Exercise: Write every line below out again, exactly as given, but leave out the pictures.
----
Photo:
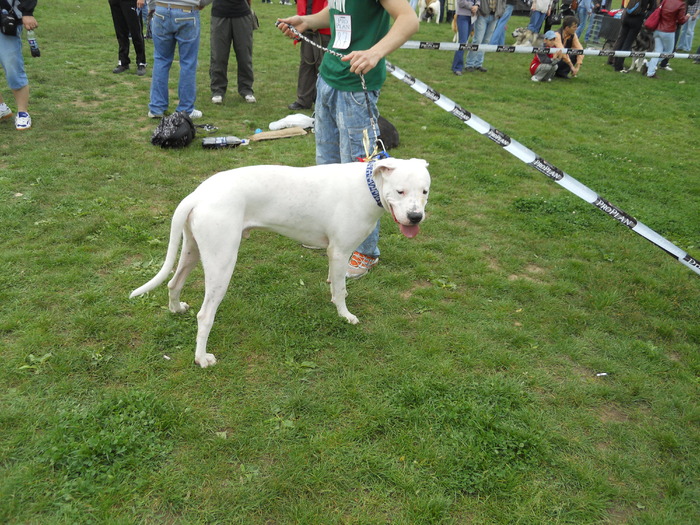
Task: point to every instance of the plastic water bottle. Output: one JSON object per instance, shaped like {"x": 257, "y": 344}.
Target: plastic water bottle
{"x": 33, "y": 44}
{"x": 221, "y": 142}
----
Solution for this task:
Photo:
Task: point to every instance of the plastic water bottle. Output: one JSON object per instance, shaped like {"x": 257, "y": 344}.
Target: plastic water bottle
{"x": 33, "y": 44}
{"x": 221, "y": 142}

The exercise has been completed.